Two years after the October 7 attacks that killed more than 1,200 Israelis and led to the taking of 251 hostages, Gaza lies in ruins. More than 67,000 Palestinians have been killed and 170,000 wounded — nearly ten percent of the enclave’s population.

Against this backdrop, U.S. President Donald Trump stunned the world on October 13 by convening regional and global leaders in Sharm el-Sheikh to unveil what he called a “comprehensive peace deal” for Gaza. In his address to the Israeli Knesset, Trump hailed it as “a historic dawn of a new Middle East.” Israeli Prime Minister Benjamin Netanyahu echoed the sentiment: “The past two years have been years of war; now the years of peace have come.”

The announcement was met with cautious optimism across capitals. More than 30 nations endorsed the deal, including both Israel and the Palestinians. Yet less than 24 hours later, reports emerged that Israeli forces had killed nine Palestinians attempting to return to their homes in Gaza — a reminder that, despite the rhetoric, the violence had not stopped.

“What came out of Sharm el-Sheikh is essentially a ceasefire,” he said. “It’s not comprehensive, it’s got nothing to do with peace, and it’s certainly not a plan.”

Erwin van Veen, a senior research fellow at the Clingendael Institute’s Conflict Research Unit, says that’s because what Trump presented in Sharm el-Sheikh is not a peace deal at all. “What came out of Sharm el-Sheikh is essentially a ceasefire,” he said. “It’s not comprehensive, it’s got nothing to do with peace, and it’s certainly not a plan.”

Still, van Veen acknowledged that even a pause in fighting is “extremely welcome” after months of devastation. The problem, he warned, is durability. “It’s very unclear how long it will last,” he said, noting that Israel continues to block humanitarian aid and “refuses to negotiate about phase two.” The ceasefire’s survival, he argued, “will depend on whether President Trump… really throws his personal weight behind this ceasefire agreement. But we know that consistency of engagement… is not exactly the main strong point of the White House these days.”

If the ceasefire represents the first step of Trump’s 20-point plan, the next steps reveal something far more controversial. Van Veen described the broader proposal as “a kind of neocolonial protectorate,” an “American-Israeli caretaker administration sprinkled with a number of Palestinians for good measure to make it look more legit.” Economically, he said, the plan “reads a little bit like a mix between a free trade zone and a real estate deal.”

Erwin van Veen

At its core, the plan demands that Hamas disarm and “deradicalize”. Van Veen dismisses this demand as detached from reality. “I don’t know any resistance movement that has ever agreed to be disarmed before their independence struggle has been either defeated or succeeded,” he said.

> **List of tasks**:
a) Summarize the article on the Gaza ceasefire in two sentences.
b) Duplicate the passage of the article on the Gaza ceasefire from "Against this backdrop, U.S." to "had not stopped." word for word.
The material placed below the article on the Gaza ceasefire has no role in this work.

> **Supplied data**:
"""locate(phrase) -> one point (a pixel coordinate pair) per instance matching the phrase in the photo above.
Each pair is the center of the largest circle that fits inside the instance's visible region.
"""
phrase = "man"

> **Exercise answers**:
a) On October 13 in Sharm el-Sheikh, U.S. President Donald Trump unveiled what he called a "comprehensive peace deal" for Gaza, which more than 30 nations endorsed, yet less than 24 hours later reports emerged that Israeli forces had killed nine Palestinians trying to return home. Erwin van Veen of the Clingendael Institute argues that the deal is essentially a ceasefire of unclear durability, and he describes the broader 20-point plan as "a kind of neocolonial protectorate" whose demand that Hamas disarm is detached from reality.

b)
Against this backdrop, U.S. President Donald Trump stunned the world on October 13 by convening regional and global leaders in Sharm el-Sheikh to unveil what he called a “comprehensive peace deal” for Gaza. In his address to the Israeli Knesset, Trump hailed it as “a historic dawn of a new Middle East.” Israeli Prime Minister Benjamin Netanyahu echoed the sentiment: “The past two years have been years of war; now the years of peace have come.”

The announcement was met with cautious optimism across capitals. More than 30 nations endorsed the deal, including both Israel and the Palestinians. Yet less than 24 hours later, reports emerged that Israeli forces had killed nine Palestinians attempting to return to their homes in Gaza — a reminder that, despite the rhetoric, the violence had not stopped.